- _To do_
Return only the lines starting at the line that contains "of the green" and ending with the final line of the listing; include both endpoints.

══════

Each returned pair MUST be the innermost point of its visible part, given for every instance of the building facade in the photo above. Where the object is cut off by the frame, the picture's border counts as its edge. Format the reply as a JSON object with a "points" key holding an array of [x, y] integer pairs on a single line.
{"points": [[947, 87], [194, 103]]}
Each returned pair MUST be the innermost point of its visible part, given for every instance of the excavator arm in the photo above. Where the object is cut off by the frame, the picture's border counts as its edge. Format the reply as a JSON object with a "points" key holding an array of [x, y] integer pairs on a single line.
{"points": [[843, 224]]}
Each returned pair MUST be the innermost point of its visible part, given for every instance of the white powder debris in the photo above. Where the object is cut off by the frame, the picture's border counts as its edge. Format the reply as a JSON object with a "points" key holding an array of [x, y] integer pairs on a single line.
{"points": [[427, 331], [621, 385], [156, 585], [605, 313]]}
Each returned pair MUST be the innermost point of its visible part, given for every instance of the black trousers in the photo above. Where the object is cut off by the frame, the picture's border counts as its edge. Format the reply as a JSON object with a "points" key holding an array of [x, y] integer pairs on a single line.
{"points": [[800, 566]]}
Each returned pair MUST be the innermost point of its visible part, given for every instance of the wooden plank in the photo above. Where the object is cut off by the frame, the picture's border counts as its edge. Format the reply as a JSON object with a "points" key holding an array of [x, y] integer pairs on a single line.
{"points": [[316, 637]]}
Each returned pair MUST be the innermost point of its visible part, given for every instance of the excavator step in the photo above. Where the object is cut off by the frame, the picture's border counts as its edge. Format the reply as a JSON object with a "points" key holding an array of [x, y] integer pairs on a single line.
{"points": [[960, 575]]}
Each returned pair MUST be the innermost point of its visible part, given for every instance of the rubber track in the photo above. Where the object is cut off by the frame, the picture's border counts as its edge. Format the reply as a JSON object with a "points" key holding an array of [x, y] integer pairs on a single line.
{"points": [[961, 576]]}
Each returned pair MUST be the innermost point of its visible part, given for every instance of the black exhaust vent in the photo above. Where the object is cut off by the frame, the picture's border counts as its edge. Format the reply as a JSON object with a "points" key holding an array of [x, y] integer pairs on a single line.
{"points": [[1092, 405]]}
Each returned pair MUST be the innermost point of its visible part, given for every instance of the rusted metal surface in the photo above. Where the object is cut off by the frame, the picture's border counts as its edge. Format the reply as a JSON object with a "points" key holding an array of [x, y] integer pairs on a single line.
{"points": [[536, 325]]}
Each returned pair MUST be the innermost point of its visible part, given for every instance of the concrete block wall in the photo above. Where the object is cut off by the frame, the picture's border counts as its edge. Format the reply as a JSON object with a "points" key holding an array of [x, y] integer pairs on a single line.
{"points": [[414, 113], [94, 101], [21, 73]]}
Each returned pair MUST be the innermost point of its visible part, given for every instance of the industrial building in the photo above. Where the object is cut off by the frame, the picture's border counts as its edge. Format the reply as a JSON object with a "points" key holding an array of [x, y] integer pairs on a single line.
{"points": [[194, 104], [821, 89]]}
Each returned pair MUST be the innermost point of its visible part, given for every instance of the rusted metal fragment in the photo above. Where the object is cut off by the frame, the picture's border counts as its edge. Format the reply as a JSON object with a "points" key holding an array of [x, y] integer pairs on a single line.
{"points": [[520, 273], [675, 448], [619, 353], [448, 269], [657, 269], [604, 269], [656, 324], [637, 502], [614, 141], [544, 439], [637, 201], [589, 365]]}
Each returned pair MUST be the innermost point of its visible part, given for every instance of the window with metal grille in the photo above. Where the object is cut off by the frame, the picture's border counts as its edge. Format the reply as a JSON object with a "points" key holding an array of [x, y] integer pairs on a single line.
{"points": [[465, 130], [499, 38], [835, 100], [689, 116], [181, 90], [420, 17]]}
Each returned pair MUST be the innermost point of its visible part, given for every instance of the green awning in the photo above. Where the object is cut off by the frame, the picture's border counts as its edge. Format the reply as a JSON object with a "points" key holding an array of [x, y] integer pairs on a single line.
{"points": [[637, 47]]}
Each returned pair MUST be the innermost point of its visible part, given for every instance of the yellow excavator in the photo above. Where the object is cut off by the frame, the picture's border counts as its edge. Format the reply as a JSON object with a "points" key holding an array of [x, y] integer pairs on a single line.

══════

- _Answer to the problem_
Each returned pair MUST be the innermost point of its visible part, given for every instance of the green awning in the photo above. Where the object is cut off by the frame, the picture's border counts as its edge. Format the reply as a JSON object with a "points" key holding an array of [x, y] integer pairs on a single line.
{"points": [[637, 47]]}
Each returned pair MUST be the innermost point of its visible part, given for every instance of the yellow excavator in the photo above. Where the object is cut off by the frame, the picture's border counts as its edge. Format the reply as a JSON object with a "points" key holding an array of [x, y] integer pairs on a single line.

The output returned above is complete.